§ **The problem**: From the "Olive pic" forum thread, reproduce word for word the stretch from "## RevDaniel (Mar" through "since this shot.".

§ **Document excerpt**:
________________________

# Olive pic



## TrueBlue (Mar 30, 2006)

Heres an olive that should make the oliveman happy.


----------



## waruikazi (Mar 30, 2006)

No body likes a show off :lol: 

Smokin snake man!


----------



## Casper (Mar 30, 2006)

OMG!!!!

That's so cool is it yours!!!!

I need to buy hatchies!!!!


----------



## Kersten (Mar 30, 2006)

Stunning! Is that umm what was his name....Spliff?


----------



## basketcase (Mar 30, 2006)

funny lookin


----------



## inthegrass (Mar 30, 2006)

i am in love.
cheers.


----------



## TrueBlue (Mar 30, 2006)

Yeah im with basketcase, funny looking things.
Kersten and casper, its a she but she does have a simmular partner and 
he also has a number of female hets to play with. :wink: 
They all live at my house and are being breed for a freind.


----------



## Kersten (Mar 30, 2006)

Lucky S.O.B.  She's gorgeous.


----------



## RevDaniel (Mar 30, 2006)

inthegrass that makes two of us that are inlove.


----------



## TrueBlue (Mar 30, 2006)

heres the male, hes grown a bit since this shot.


----------



## olivehydra (Mar 30, 2006)

Mmmmm, white chocolate.


----------



## Kersten (Mar 30, 2006)

Ugh! TrueBlue.....I'm coming very close to disliking you.....I tell you what, I'll cut you some slack if you hand over one of those babies  :lol:


----------



## Snow1369 (Mar 30, 2006)

________________________

§ **A block of data**:
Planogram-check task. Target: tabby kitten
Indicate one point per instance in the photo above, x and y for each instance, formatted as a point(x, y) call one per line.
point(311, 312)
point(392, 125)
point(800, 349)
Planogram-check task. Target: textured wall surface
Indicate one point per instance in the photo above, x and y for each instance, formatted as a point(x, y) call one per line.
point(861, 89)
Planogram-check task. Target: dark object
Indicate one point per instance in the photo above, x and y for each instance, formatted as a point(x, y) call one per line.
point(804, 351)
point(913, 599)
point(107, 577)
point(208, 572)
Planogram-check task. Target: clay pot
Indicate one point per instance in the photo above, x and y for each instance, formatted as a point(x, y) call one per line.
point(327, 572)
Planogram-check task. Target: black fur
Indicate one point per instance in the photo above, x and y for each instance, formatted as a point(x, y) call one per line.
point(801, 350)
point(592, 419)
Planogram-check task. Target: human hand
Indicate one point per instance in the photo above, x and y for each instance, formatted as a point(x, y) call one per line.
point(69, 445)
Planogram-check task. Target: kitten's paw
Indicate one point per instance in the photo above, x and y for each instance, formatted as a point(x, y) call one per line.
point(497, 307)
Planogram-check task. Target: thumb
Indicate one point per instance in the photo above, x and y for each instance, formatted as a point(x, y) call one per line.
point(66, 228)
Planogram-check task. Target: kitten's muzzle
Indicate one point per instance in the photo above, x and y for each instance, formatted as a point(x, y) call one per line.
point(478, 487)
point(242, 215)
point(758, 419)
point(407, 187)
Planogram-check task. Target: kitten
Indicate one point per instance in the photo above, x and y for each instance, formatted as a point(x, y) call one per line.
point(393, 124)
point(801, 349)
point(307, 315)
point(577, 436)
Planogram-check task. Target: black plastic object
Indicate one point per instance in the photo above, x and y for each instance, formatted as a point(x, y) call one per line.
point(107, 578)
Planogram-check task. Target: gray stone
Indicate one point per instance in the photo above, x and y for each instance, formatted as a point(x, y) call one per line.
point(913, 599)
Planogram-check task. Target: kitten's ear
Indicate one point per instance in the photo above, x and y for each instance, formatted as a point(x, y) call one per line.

________________________

§ **Result for this task**:
## RevDaniel (Mar 30, 2006)

inthegrass that makes two of us that are inlove.


----------



## TrueBlue (Mar 30, 2006)

heres the male, hes grown a bit since this shot.